## START SUPPLIED MATERIAL

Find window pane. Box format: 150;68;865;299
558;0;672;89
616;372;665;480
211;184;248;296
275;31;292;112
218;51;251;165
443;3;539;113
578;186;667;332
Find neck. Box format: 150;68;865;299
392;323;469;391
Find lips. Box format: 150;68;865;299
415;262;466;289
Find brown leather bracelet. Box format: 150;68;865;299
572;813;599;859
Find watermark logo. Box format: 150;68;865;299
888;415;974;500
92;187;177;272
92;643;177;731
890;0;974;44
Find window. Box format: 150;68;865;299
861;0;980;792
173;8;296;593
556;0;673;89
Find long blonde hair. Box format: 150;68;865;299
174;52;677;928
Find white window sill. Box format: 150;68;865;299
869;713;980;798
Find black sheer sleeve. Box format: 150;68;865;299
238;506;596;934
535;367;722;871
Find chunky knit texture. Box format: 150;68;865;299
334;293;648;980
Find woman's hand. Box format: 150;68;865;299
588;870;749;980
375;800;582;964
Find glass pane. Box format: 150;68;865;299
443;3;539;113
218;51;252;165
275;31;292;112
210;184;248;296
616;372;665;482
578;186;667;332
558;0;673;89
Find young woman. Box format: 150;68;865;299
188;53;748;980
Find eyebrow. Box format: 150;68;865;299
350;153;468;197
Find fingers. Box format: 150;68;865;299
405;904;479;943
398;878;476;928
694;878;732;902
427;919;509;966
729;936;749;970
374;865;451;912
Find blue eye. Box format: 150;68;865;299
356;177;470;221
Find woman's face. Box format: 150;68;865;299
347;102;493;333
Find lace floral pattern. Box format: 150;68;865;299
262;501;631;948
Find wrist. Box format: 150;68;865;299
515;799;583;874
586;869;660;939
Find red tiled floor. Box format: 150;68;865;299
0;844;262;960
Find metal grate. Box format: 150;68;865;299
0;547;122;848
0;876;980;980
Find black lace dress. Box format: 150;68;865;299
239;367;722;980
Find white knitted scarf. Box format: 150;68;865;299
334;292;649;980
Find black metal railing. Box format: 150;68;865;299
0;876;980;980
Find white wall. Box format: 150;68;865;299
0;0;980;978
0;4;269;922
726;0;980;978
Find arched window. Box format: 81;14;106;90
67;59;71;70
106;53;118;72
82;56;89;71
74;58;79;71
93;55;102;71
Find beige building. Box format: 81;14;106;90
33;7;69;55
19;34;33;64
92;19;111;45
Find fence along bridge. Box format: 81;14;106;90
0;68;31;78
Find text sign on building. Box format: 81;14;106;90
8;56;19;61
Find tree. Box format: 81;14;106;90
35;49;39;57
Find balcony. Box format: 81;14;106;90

## END SUPPLIED MATERIAL

Please write out these lines exactly, beginning at the line that has "Find beige building. Box format: 81;14;106;90" and stopping after the last line of the data.

Find beige building. Box format: 81;14;106;90
33;7;69;55
19;34;33;64
92;19;111;45
Find fence along bridge. Box format: 81;14;106;90
0;68;31;78
Find text sign on building. Box format: 81;14;106;90
8;56;19;61
Find tree. Box format: 81;14;106;90
35;49;39;57
Find balcony. Box format: 81;14;106;90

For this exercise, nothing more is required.